> [Catatan untuk Diproses]

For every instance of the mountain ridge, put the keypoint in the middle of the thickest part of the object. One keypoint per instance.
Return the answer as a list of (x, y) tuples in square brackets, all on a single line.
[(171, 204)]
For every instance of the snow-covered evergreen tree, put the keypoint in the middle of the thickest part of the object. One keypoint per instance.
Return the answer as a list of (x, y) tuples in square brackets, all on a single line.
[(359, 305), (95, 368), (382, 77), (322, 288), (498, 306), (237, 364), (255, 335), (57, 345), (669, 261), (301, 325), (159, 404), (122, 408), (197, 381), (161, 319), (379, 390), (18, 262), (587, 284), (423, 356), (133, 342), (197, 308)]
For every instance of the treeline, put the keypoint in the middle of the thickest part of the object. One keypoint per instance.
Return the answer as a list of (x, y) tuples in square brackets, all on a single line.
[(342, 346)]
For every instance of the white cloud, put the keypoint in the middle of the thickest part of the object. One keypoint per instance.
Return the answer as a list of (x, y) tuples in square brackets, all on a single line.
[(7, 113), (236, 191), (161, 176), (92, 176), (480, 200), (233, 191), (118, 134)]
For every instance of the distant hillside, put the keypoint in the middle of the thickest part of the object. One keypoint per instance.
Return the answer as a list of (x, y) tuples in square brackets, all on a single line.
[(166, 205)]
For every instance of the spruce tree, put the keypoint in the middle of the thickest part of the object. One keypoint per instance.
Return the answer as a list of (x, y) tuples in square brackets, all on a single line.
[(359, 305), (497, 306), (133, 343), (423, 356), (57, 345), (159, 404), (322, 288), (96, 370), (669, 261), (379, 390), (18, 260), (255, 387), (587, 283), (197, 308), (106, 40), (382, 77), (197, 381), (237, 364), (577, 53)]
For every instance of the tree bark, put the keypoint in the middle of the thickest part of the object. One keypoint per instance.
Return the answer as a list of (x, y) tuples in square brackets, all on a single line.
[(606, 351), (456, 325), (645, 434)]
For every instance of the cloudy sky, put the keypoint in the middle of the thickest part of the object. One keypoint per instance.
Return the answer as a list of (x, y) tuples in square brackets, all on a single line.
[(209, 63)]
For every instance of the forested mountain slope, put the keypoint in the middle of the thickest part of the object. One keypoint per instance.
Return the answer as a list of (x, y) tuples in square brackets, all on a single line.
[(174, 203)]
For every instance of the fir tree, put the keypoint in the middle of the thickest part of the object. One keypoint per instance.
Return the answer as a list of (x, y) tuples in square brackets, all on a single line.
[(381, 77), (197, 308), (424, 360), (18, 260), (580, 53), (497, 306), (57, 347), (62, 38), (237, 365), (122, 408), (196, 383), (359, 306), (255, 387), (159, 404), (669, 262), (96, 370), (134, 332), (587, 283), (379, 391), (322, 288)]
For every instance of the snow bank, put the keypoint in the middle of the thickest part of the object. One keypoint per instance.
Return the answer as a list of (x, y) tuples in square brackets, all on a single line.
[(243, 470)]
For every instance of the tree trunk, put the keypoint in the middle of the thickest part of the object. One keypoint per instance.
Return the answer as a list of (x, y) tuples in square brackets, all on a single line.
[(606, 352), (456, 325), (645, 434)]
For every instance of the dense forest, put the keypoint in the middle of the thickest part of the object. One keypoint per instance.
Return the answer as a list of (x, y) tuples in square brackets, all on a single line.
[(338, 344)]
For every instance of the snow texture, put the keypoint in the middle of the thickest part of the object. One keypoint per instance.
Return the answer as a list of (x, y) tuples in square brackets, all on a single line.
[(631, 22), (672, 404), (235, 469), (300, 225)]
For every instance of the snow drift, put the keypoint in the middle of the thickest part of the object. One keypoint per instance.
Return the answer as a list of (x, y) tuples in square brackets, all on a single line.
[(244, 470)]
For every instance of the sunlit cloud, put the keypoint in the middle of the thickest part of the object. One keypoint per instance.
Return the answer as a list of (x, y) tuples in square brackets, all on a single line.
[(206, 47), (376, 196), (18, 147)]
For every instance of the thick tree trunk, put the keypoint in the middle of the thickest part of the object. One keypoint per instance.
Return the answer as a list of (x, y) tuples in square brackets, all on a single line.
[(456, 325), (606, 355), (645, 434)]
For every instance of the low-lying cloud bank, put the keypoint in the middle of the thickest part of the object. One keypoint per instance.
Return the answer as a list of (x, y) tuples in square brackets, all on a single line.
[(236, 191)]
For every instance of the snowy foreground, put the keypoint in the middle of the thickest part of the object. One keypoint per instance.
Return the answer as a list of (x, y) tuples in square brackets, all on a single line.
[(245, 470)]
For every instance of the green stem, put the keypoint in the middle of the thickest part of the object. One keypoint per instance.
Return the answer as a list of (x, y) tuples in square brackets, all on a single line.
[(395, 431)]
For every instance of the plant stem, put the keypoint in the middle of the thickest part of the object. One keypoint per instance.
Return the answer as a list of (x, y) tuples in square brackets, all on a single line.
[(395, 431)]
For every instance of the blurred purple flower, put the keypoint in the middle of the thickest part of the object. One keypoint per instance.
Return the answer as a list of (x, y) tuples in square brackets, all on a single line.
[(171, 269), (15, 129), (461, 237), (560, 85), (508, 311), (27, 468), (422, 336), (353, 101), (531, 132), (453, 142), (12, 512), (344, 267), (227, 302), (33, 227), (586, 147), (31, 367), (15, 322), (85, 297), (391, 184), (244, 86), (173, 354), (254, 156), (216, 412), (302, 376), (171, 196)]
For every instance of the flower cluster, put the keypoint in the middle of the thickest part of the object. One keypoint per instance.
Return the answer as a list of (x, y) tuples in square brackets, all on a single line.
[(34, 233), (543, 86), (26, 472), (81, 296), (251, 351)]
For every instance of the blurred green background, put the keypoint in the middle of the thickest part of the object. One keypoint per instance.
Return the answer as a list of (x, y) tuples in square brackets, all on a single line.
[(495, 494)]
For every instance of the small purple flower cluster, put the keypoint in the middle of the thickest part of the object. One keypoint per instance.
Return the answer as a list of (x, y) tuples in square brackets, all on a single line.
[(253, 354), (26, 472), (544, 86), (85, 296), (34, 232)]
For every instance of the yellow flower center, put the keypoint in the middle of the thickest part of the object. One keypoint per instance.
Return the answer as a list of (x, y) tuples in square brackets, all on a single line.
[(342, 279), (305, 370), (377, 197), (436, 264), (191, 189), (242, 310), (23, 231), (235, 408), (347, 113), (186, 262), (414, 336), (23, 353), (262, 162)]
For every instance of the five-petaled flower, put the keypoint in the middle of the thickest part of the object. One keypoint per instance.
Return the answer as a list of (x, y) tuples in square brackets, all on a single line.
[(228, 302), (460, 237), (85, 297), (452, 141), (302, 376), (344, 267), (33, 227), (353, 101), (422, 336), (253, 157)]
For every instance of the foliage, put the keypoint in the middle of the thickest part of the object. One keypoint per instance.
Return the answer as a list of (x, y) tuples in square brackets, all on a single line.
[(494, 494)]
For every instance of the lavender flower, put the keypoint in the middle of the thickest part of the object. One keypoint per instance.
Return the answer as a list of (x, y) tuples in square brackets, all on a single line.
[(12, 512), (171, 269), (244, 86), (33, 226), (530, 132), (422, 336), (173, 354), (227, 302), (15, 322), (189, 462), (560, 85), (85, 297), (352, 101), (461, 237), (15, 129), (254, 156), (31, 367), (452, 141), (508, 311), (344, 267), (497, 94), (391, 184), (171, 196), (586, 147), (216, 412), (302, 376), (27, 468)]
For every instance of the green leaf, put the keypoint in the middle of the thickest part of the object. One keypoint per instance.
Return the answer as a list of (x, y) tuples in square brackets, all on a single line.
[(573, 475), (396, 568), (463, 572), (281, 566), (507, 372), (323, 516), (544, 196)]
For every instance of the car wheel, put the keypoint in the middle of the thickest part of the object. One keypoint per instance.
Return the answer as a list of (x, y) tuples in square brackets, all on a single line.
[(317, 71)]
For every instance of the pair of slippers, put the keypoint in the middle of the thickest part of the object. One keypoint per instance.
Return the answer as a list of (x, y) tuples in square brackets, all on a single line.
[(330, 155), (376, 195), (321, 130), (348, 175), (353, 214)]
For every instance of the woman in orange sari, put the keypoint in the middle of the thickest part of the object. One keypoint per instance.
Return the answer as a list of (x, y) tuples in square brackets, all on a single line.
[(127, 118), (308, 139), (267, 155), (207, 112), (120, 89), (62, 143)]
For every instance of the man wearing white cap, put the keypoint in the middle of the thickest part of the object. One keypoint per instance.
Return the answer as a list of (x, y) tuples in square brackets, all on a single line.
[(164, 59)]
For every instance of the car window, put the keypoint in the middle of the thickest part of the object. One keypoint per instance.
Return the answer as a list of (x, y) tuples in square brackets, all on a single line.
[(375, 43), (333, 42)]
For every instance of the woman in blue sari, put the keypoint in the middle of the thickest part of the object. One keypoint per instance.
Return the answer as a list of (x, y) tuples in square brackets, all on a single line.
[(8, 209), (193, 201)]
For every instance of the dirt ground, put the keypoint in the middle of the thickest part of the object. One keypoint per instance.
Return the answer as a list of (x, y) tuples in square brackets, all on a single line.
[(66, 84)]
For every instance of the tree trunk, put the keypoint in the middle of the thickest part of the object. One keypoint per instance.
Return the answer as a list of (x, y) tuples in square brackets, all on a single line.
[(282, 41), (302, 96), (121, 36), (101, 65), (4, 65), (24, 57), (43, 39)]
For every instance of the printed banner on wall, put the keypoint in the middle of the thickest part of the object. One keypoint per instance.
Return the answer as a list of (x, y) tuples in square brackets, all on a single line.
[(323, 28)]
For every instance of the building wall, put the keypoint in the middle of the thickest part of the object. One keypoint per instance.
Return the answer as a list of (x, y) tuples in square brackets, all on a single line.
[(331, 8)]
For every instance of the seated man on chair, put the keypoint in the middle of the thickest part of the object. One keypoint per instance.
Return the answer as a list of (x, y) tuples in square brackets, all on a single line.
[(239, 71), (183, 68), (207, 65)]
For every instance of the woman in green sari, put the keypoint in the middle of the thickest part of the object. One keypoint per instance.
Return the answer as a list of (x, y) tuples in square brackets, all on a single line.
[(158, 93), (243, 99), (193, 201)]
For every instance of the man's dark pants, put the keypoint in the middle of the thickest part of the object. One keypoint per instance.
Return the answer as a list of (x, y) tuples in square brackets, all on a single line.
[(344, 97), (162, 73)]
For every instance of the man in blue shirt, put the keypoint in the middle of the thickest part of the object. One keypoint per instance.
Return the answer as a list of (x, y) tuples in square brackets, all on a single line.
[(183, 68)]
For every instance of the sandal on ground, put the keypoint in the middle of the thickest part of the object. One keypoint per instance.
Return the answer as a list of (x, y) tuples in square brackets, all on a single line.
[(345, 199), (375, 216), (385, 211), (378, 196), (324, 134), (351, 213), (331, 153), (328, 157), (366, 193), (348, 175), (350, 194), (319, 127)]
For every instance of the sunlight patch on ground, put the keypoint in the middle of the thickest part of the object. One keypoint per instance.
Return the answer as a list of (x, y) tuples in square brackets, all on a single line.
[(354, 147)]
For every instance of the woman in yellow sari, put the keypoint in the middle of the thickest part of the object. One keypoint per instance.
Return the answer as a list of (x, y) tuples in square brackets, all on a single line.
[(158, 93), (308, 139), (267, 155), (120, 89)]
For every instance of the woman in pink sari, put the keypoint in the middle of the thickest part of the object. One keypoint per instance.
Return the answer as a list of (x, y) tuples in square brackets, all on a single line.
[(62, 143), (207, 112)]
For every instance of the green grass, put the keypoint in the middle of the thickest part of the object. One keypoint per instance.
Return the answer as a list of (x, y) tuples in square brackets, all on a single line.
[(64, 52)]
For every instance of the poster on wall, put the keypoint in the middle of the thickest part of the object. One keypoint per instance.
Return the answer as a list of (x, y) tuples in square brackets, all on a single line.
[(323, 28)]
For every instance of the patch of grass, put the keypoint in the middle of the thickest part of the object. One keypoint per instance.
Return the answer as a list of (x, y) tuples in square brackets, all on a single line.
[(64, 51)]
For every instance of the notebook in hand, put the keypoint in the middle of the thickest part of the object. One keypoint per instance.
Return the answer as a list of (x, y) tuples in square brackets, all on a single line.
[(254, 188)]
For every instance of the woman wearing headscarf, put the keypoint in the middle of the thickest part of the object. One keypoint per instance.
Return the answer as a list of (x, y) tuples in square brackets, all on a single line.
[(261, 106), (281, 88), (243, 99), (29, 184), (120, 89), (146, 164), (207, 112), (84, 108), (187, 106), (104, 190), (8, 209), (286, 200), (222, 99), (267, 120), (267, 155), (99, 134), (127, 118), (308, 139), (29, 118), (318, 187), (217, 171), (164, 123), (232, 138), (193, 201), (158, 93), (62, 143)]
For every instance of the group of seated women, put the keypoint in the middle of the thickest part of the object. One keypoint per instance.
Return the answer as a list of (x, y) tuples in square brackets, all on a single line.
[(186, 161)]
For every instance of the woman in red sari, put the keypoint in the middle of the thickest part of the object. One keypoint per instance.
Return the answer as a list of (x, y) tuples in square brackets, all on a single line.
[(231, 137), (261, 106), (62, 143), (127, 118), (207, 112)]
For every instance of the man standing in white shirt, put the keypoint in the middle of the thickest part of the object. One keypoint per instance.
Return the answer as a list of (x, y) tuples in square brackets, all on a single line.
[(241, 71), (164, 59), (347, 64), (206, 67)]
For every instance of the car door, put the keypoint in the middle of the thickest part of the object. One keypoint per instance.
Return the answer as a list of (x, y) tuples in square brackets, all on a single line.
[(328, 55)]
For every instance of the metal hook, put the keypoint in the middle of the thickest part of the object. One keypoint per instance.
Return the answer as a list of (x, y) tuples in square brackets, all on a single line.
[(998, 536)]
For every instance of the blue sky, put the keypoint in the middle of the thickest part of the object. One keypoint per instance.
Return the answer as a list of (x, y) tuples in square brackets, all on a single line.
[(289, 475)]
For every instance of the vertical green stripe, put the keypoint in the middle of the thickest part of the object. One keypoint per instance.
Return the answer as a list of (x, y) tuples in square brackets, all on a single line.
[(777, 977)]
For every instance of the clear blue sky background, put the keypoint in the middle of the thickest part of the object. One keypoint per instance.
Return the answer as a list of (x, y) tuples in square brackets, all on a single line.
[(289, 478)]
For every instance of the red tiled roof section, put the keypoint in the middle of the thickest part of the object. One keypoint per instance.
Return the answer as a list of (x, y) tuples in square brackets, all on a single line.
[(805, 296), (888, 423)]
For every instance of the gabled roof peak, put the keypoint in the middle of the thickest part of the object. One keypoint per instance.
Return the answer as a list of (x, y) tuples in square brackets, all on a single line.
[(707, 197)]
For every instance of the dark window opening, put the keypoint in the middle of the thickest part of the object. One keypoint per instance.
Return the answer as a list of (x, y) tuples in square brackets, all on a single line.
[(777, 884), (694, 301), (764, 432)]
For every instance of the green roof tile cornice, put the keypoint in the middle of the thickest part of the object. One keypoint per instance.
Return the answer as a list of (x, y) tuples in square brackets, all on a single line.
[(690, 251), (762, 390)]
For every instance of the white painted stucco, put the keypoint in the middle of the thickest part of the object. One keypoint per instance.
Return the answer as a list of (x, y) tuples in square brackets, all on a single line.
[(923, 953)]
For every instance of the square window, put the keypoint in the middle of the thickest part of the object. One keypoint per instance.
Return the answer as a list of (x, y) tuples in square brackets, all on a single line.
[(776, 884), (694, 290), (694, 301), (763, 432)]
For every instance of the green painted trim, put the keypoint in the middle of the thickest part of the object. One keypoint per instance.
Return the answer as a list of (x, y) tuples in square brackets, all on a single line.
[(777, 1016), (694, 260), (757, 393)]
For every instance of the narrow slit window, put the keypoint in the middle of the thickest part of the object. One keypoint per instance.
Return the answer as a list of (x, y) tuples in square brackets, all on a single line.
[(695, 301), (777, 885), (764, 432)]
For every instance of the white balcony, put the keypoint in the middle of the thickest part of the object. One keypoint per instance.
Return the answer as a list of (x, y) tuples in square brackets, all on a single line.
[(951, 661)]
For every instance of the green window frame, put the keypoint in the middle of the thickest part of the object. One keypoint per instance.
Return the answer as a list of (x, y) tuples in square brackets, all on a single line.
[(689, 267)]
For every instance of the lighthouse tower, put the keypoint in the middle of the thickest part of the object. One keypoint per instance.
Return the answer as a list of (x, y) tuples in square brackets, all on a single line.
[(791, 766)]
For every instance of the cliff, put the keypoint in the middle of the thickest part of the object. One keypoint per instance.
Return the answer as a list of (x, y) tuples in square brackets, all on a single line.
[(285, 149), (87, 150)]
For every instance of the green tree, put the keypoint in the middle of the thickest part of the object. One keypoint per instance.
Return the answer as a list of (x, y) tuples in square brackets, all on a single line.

> [Petunjuk Tugas] Tuliskan kembali hanya baris catatan yang dimulai dari baris yang memuat "For every instance of the forested" dan berlanjut sampai baris yang memuat "[(174, 203)]", kedua baris itu termasuk, beserta permintaannya. Kalikan setiap angka koordinat pada jawaban dengan 1,1, lalu bulatkan ke bilangan bulat dengan nilai setengah dibulatkan ke atas.

> [Jawaban]
For every instance of the forested mountain slope, put the keypoint in the middle of the thickest part of the object. One keypoint per instance.
Return the answer as a list of (x, y) tuples in square brackets, all on a single line.
[(191, 223)]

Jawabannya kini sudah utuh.